Can you render all of the entries below as a numbered list, leaving out any blank lines?

** START OF INPUT **

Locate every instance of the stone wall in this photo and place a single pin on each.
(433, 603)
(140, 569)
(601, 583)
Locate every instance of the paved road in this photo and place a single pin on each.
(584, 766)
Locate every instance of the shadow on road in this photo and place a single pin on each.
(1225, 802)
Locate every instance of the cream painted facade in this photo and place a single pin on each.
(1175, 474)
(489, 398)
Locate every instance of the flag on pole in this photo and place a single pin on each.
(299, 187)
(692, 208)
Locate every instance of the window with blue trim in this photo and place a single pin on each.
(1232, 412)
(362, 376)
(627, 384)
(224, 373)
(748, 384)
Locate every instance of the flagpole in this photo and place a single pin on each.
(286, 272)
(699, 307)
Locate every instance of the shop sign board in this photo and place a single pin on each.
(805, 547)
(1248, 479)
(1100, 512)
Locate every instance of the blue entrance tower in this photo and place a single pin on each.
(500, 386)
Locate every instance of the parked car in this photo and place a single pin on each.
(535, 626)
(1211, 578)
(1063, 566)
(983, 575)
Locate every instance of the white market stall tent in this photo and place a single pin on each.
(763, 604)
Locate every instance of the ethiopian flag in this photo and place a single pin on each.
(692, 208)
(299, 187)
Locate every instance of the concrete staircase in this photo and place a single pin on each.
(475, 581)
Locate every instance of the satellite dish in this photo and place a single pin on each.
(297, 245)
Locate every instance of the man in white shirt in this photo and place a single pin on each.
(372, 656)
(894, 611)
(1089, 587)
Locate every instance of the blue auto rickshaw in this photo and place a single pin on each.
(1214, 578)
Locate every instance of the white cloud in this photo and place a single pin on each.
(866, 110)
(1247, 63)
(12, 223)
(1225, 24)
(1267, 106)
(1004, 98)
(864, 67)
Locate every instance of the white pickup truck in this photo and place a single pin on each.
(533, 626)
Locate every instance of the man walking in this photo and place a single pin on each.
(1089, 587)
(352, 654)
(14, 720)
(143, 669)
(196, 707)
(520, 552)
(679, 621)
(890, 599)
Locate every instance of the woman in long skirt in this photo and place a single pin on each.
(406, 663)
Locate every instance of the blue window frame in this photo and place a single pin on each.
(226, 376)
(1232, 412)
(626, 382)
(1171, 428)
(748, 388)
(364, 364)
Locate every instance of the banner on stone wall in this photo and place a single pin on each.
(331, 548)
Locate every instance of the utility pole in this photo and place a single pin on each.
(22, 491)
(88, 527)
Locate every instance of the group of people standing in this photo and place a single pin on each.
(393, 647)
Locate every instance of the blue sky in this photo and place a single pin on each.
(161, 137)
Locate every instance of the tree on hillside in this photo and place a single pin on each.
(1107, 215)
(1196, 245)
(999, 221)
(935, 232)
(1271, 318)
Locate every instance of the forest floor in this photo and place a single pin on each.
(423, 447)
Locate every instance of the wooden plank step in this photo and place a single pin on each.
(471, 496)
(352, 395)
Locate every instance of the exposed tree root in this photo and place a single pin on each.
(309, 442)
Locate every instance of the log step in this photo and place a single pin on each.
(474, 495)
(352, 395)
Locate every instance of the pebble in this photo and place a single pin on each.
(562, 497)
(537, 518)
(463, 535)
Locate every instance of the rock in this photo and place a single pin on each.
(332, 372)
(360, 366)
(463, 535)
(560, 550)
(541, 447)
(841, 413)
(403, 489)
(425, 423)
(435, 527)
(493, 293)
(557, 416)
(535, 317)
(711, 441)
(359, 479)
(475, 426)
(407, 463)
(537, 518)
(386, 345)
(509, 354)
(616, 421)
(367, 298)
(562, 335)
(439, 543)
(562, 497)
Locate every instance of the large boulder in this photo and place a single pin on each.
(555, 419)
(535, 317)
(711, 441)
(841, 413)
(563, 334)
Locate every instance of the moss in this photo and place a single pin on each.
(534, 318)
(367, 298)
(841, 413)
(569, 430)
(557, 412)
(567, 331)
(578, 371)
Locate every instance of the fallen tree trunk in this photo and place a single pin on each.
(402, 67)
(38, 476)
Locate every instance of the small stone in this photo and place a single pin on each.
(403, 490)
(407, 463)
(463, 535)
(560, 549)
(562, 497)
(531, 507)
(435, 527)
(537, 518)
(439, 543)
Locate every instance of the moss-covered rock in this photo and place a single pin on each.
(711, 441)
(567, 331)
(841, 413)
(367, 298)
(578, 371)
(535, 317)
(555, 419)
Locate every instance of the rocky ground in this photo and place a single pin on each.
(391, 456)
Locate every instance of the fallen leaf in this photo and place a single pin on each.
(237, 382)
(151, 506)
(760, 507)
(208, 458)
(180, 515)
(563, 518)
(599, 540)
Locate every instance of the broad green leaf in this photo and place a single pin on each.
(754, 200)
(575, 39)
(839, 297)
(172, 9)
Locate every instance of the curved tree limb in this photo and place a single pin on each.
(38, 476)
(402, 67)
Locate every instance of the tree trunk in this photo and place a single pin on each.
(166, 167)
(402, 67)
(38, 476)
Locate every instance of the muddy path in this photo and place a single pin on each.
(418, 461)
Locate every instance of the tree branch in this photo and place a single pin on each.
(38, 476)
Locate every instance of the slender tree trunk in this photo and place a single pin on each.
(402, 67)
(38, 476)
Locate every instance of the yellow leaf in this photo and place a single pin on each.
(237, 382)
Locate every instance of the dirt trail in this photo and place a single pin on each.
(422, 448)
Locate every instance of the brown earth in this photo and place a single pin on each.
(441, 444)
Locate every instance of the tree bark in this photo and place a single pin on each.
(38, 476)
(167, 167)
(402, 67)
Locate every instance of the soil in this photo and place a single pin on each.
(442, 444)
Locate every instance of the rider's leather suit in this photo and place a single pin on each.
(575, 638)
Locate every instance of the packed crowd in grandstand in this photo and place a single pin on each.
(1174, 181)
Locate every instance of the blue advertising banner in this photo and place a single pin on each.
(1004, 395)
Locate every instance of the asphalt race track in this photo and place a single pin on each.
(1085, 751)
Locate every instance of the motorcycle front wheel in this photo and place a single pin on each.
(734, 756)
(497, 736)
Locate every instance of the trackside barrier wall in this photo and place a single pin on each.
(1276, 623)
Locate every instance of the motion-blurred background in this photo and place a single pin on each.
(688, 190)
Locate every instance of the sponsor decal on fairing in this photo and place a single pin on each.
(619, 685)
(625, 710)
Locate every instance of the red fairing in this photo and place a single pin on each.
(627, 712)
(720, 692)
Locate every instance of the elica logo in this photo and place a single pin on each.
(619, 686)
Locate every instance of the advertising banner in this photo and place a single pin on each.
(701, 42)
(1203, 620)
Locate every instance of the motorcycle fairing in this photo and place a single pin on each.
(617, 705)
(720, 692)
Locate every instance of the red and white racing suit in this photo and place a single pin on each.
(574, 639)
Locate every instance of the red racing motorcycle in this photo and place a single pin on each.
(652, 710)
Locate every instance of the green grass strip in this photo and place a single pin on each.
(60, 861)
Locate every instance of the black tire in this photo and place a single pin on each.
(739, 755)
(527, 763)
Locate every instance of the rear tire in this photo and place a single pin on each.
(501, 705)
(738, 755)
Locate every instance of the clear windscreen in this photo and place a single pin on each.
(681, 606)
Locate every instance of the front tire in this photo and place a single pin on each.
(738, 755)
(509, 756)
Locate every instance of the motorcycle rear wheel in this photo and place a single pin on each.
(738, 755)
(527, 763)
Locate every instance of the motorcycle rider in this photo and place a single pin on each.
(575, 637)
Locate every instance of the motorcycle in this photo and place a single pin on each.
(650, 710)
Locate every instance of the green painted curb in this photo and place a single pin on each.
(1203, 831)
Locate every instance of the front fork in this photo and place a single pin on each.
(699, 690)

** END OF INPUT **

- WRITTEN REPLY
1. Locate every instance of the stone wall in this photo and place a single pin on each.
2. (433, 603)
3. (140, 569)
4. (601, 583)
5. Locate every instance of the paved road in this photo and place a single pin on each.
6. (584, 766)
7. Locate every instance of the shadow on road in this photo and place a single pin on each.
8. (1225, 802)
9. Locate every instance of the cream painted facade in this photo and place a single pin on each.
10. (1175, 474)
11. (489, 398)
12. Locate every instance of the flag on pole in this photo and place a single pin on each.
13. (299, 187)
14. (692, 208)
15. Locate every instance of the window with blue trim in this photo and place a single pin on each.
16. (1232, 412)
17. (362, 376)
18. (627, 384)
19. (224, 373)
20. (748, 384)
21. Locate every instance of the flagpole in this photo and place a single pin on each.
22. (286, 272)
23. (699, 307)
24. Locate every instance of the shop sign board in this photo and place a single pin on each.
25. (805, 547)
26. (1248, 479)
27. (1100, 512)
28. Locate every instance of the blue entrance tower in this photo and place a single pin on each.
29. (500, 386)
30. Locate every instance of the parked car in this photo and place a single pin on each.
31. (535, 626)
32. (1211, 578)
33. (1063, 566)
34. (983, 575)
35. Locate every instance of the white market stall tent in this photo and place a single pin on each.
36. (763, 604)
37. Locate every instance of the ethiopian flag in this photo and place a single pin on each.
38. (692, 208)
39. (299, 187)
40. Locate every instance of the concrete staircase in this photo and place a single pin on each.
41. (475, 581)
42. Locate every instance of the satellite dish in this photo and place a single pin on each.
43. (297, 245)
44. Locate every instance of the man in white shirt in this photo and place a single pin on each.
45. (372, 656)
46. (894, 611)
47. (1089, 587)
48. Locate every instance of the blue auto rickshaw in this photo and place a single pin on each.
49. (1214, 578)
50. Locate every instance of the white cloud in this photo and place a single pin on each.
51. (866, 110)
52. (1247, 63)
53. (12, 223)
54. (1225, 24)
55. (1267, 106)
56. (1004, 98)
57. (864, 67)
58. Locate every instance of the white pickup truck in this photo and place a single pin on each.
59. (533, 626)
60. Locate every instance of the man walking in this photo and place a single pin on each.
61. (1089, 587)
62. (352, 654)
63. (14, 720)
64. (143, 669)
65. (196, 707)
66. (520, 552)
67. (679, 621)
68. (890, 599)
69. Locate every instance of the woman in long skirt in this photo and place a single pin on each.
70. (406, 663)
71. Locate every instance of the blue window frame in this photo and place a single pin on each.
72. (226, 376)
73. (1232, 412)
74. (626, 382)
75. (1171, 428)
76. (748, 388)
77. (364, 364)
78. Locate every instance of the banner on stone wall in this photo and place a single pin on each.
79. (331, 548)
80. Locate every instance of the utility pole in this photo and place a single pin on each.
81. (22, 491)
82. (88, 527)
83. Locate every instance of the group of people standing in this photo and place a single pin on each.
84. (393, 647)
85. Locate every instance of the blue sky in this photo and place a single pin on each.
86. (161, 137)
87. Locate every instance of the tree on hillside in this photo and place a single pin on each.
88. (1107, 215)
89. (1196, 245)
90. (999, 221)
91. (935, 232)
92. (1271, 318)
93. Locate every instance of the forest floor in this photo and place a single pin on each.
94. (423, 447)
95. Locate every instance of the wooden plank step in this photo and place a single pin on each.
96. (471, 496)
97. (352, 395)
98. Locate every instance of the exposed tree root in this photo and place a single pin on each.
99. (309, 442)
100. Locate every instance of the log step in this photo and place a single pin on each.
101. (474, 495)
102. (352, 395)
103. Locate every instance of the pebble in this photo and place a single pin on each.
104. (562, 497)
105. (537, 518)
106. (463, 535)
107. Locate every instance of the rock in this photo and place a single pin on each.
108. (332, 372)
109. (360, 366)
110. (463, 535)
111. (560, 550)
112. (541, 447)
113. (841, 413)
114. (403, 489)
115. (425, 423)
116. (435, 527)
117. (493, 293)
118. (557, 416)
119. (535, 317)
120. (711, 441)
121. (359, 479)
122. (475, 426)
123. (407, 463)
124. (537, 518)
125. (386, 345)
126. (509, 354)
127. (616, 421)
128. (367, 298)
129. (562, 335)
130. (439, 543)
131. (562, 497)
132. Locate every instance of the large boulder in this photo and place a single pin on each.
133. (555, 419)
134. (535, 317)
135. (711, 441)
136. (841, 413)
137. (563, 334)
138. Locate every instance of the moss in this photo and place a single pin on each.
139. (534, 318)
140. (367, 298)
141. (841, 413)
142. (569, 430)
143. (557, 412)
144. (567, 331)
145. (578, 371)
146. Locate every instance of the fallen tree trunk in this photo and place a single pin on each.
147. (402, 67)
148. (38, 476)
149. Locate every instance of the small stone in this photo and place a single pin on each.
150. (403, 490)
151. (407, 463)
152. (463, 535)
153. (560, 549)
154. (562, 497)
155. (531, 507)
156. (435, 527)
157. (537, 518)
158. (439, 543)
159. Locate every instance of the moss-covered rock in this photo and place a single pin on each.
160. (711, 441)
161. (567, 331)
162. (841, 413)
163. (367, 298)
164. (578, 371)
165. (535, 317)
166. (555, 419)
167. Locate every instance of the rocky ground in this photo and place a single pin on each.
168. (391, 456)
169. Locate every instance of the fallen leaf in this photo and place a single pin on each.
170. (237, 382)
171. (151, 506)
172. (760, 507)
173. (208, 458)
174. (180, 515)
175. (563, 518)
176. (599, 540)
177. Locate every instance of the broad green leaf in this photo and place a single pin on each.
178. (754, 200)
179. (575, 39)
180. (839, 297)
181. (172, 9)
182. Locate every instance of the curved tree limb in this photo and place a single pin on each.
183. (38, 476)
184. (402, 67)
185. Locate every instance of the tree trunk in this photo and place a single pin on each.
186. (166, 167)
187. (402, 67)
188. (38, 476)
189. Locate every instance of the muddy path in this photo and place a single pin on each.
190. (418, 461)
191. Locate every instance of the tree branch in this photo and place a single pin on each.
192. (38, 476)
193. Locate every instance of the slender tree trunk in this photo and place a single pin on each.
194. (402, 67)
195. (38, 476)
196. Locate every instance of the yellow leaf in this photo and place a single pin on each.
197. (237, 382)
198. Locate every instance of the dirt trail in this photo and place a single pin on each.
199. (422, 448)
200. Locate every instance of the brown earth in this photo and place a single pin on each.
201. (441, 444)
202. Locate every instance of the tree bark in this photo and place a single pin on each.
203. (38, 476)
204. (167, 167)
205. (402, 67)
206. Locate every instance of the soil in this photo and place a single pin on each.
207. (442, 444)
208. Locate every instance of the rider's leather suit in this photo and place a single pin on each.
209. (575, 638)
210. Locate every instance of the packed crowd in grandstand in this photo and place a single pin on each.
211. (1174, 181)
212. Locate every instance of the blue advertising banner in this photo and place a single pin on each.
213. (1004, 395)
214. Locate every instance of the asphalt race track in this photo and place a single pin on each.
215. (1085, 751)
216. Locate every instance of the motorcycle front wheel in this photo and place a single pin on each.
217. (734, 756)
218. (497, 736)
219. Locate every instance of the trackside barrier wall in this photo and place a single pin on each.
220. (1276, 623)
221. Locate every instance of the motion-blurred background in this photo and place a single pin on each.
222. (688, 190)
223. Locate every instance of the sponsor decal on fairing in this photo and place a single pin on each.
224. (619, 685)
225. (625, 710)
226. Locate every instance of the red fairing in this photo and place a single pin on each.
227. (627, 712)
228. (720, 692)
229. Locate every instance of the elica logo in this photo and place a single pin on each.
230. (619, 686)
231. Locate every instance of the advertising banner in this photo and place a single pin on each.
232. (701, 42)
233. (1203, 620)
234. Locate every instance of the motorcycle fairing in this photo and place a single pin on each.
235. (617, 705)
236. (720, 692)
237. Locate every instance of the red and white racing suit in this photo and place a single pin on each.
238. (574, 639)
239. Locate every instance of the red racing motorcycle in this photo and place a single pin on each.
240. (652, 710)
241. Locate every instance of the green grass strip in this photo and place a single pin on each.
242. (60, 861)
243. Locate every instance of the black tire in this photo and place a single pin on each.
244. (739, 755)
245. (527, 763)
246. Locate every instance of the rear tire in this photo and place a single pin on each.
247. (501, 705)
248. (738, 755)
249. Locate every instance of the clear windscreen in this photo and place a single pin on each.
250. (681, 606)
251. Locate every instance of the front tire in this photo and place a single pin on each.
252. (738, 755)
253. (509, 756)
254. Locate every instance of the motorcycle rear wheel in this photo and place a single pin on each.
255. (738, 755)
256. (527, 763)
257. Locate every instance of the motorcycle rider in this photo and place a single pin on each.
258. (575, 637)
259. Locate every instance of the motorcycle in this photo and place a single pin on each.
260. (650, 710)
261. Locate every instance of the green painted curb in this photo and place a single pin on each.
262. (1203, 831)
263. Locate every instance of the front fork in this photo and place a single pin on each.
264. (699, 690)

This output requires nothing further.